In the records below, find each line with "target" and copy it.
=== Data extract ===
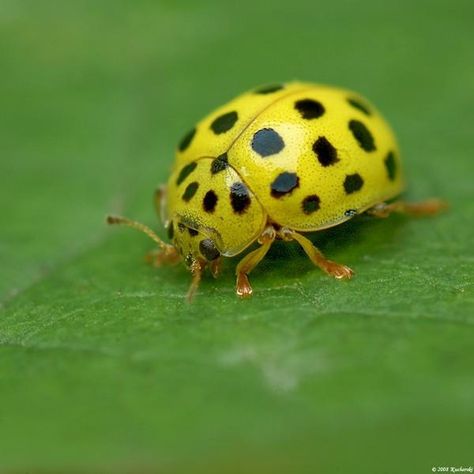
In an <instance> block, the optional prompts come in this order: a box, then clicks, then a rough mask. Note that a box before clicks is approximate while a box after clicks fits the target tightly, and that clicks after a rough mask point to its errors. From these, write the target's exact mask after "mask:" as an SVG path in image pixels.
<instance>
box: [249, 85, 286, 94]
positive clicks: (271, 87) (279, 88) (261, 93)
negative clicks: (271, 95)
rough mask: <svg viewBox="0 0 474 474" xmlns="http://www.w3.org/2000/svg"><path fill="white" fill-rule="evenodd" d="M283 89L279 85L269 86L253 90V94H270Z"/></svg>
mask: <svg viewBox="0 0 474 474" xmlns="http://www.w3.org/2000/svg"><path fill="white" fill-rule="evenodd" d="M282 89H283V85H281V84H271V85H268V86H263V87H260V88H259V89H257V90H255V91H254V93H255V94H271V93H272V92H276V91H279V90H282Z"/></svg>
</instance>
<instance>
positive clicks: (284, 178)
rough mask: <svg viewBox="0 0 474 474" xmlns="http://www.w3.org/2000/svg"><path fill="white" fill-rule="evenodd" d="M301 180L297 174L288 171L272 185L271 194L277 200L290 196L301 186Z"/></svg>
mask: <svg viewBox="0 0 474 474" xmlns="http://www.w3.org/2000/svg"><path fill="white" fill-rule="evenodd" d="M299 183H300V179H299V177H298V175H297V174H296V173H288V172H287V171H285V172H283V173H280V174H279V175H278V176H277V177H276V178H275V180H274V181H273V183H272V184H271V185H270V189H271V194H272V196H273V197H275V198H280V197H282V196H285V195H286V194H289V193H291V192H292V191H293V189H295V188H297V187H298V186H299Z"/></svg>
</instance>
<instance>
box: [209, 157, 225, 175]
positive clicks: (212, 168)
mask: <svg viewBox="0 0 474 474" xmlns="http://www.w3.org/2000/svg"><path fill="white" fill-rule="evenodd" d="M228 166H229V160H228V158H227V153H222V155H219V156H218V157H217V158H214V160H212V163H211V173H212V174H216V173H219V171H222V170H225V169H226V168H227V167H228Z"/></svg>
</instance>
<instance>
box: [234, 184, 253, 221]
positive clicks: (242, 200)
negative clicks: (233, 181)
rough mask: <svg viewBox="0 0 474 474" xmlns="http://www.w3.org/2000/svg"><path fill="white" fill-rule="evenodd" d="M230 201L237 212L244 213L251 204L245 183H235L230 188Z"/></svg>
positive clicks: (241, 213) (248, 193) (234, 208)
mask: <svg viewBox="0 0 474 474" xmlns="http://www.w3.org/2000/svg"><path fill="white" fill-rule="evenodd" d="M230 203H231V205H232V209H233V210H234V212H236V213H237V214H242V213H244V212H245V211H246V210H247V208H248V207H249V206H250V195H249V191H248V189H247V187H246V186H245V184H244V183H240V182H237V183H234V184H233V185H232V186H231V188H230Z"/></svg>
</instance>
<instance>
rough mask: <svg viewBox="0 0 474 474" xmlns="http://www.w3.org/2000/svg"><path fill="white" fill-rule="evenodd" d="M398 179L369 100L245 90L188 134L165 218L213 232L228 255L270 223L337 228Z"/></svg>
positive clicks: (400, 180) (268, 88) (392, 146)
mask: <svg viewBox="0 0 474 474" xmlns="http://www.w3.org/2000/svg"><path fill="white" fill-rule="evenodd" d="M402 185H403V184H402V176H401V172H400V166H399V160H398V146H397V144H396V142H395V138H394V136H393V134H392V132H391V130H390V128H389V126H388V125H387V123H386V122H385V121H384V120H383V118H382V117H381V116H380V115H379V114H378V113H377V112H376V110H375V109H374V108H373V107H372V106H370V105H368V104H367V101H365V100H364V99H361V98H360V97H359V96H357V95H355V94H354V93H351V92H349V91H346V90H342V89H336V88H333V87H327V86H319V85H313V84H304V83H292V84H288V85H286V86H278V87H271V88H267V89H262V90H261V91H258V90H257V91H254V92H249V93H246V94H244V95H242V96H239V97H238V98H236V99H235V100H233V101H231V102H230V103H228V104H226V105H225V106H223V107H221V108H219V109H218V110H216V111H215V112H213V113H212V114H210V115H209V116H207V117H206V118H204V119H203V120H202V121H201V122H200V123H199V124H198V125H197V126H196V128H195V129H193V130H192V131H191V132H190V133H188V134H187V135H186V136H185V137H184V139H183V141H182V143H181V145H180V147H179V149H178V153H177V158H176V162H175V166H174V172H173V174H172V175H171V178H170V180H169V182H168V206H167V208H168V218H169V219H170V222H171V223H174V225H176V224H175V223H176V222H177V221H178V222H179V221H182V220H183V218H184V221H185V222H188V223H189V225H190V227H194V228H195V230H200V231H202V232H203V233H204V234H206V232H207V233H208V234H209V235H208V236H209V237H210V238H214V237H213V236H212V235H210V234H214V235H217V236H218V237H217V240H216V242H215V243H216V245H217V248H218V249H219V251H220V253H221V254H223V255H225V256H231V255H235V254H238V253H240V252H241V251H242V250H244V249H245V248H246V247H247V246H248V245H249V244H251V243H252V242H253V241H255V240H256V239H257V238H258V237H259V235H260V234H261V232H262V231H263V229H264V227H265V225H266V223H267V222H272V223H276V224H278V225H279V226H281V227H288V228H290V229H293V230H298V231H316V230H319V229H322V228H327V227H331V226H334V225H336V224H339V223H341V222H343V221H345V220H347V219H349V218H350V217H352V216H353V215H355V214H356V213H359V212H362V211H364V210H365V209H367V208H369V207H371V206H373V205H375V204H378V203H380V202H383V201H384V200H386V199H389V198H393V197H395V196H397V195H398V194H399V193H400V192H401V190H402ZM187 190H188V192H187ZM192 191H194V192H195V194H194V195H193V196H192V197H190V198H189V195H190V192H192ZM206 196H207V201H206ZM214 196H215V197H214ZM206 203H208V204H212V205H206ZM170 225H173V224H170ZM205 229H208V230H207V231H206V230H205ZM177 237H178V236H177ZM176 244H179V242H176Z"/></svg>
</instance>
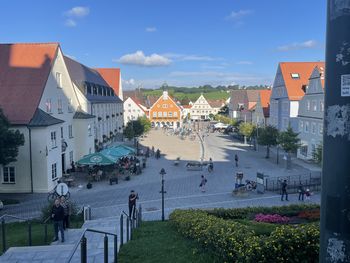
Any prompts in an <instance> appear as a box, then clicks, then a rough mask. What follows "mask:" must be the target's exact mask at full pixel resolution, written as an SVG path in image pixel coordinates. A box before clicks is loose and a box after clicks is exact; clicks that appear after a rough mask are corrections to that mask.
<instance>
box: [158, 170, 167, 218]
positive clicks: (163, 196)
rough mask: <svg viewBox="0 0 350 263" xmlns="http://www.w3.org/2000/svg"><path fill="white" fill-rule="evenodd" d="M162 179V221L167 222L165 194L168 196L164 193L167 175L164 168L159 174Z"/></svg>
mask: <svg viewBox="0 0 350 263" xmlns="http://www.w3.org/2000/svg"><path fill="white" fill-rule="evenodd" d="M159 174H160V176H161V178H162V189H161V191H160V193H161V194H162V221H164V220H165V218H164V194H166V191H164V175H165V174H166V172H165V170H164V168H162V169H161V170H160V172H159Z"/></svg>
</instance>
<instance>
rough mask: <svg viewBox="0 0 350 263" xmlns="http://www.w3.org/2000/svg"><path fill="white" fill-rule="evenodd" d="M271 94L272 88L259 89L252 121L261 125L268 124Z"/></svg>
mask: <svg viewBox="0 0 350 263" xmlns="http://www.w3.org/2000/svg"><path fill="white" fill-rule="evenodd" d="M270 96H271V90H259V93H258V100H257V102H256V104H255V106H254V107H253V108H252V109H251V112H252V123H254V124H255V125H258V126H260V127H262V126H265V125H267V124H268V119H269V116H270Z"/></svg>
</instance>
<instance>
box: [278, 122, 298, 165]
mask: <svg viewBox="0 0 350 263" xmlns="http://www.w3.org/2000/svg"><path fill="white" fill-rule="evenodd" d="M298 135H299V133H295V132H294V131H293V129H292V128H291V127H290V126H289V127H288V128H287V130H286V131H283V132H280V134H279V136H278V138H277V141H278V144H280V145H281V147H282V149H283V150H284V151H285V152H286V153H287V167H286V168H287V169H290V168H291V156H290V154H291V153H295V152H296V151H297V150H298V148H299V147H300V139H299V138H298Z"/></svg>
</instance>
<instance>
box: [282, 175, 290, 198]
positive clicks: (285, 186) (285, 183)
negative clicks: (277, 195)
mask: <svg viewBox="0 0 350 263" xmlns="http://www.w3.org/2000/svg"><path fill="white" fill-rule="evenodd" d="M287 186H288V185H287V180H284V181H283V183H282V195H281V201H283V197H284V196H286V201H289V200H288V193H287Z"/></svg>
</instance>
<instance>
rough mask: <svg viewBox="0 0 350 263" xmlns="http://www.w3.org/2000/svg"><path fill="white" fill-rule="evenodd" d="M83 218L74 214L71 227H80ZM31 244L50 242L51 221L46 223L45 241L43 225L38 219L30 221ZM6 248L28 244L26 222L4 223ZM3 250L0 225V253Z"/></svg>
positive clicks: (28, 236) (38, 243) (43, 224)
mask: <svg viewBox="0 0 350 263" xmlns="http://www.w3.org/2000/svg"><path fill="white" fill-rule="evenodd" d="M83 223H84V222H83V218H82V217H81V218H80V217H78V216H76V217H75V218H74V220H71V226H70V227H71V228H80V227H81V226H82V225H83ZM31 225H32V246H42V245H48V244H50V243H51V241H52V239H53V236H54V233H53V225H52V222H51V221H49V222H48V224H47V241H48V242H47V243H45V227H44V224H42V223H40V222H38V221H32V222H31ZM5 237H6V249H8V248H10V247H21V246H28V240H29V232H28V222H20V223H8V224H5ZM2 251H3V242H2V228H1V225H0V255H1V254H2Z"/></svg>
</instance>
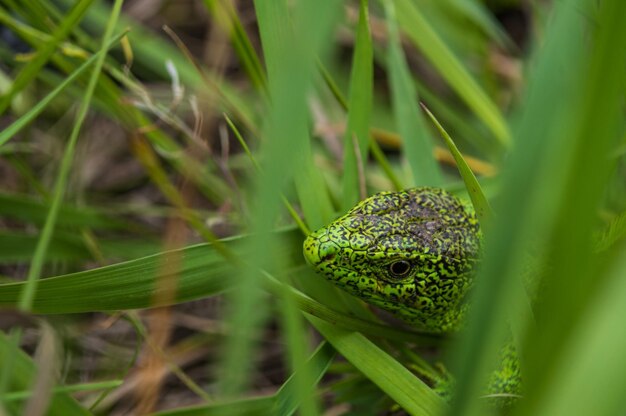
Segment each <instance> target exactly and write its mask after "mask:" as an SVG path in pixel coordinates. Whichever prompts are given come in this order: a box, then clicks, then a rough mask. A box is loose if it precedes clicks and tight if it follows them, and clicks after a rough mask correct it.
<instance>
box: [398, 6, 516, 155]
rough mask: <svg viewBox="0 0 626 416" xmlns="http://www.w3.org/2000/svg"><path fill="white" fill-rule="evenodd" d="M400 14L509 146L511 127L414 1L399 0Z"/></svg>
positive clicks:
===
_Answer space_
In an <instance> block, the optional prompts come in this order: a box, then clicks, then a rough mask. Note that a box before clicks is approximate while a box after clicks fits the target tightly, and that clicks after a rough mask point to its errors. From these, write the target's exact mask after "mask:" as an SVG path in image pixels.
Any prompts in an <instance> appear as a box, then clicks, then a rough mask. What follows "mask:" must be the target's exact mask at full pixel resolution, written as an SVG path in image pixel coordinates. A box before clicks is loose and a box after clicks is exact; clicks that appear after a rough mask are corrections to that mask.
Segment each <instance> target exactly and write its mask after "mask:" as an SVG path in pixel coordinates. Whichever prompts are given come in this order: a box, then clicks, then a rough mask. A box is loose if it precedes clicks and tight if it follows them, and clicks after a rough mask correct it.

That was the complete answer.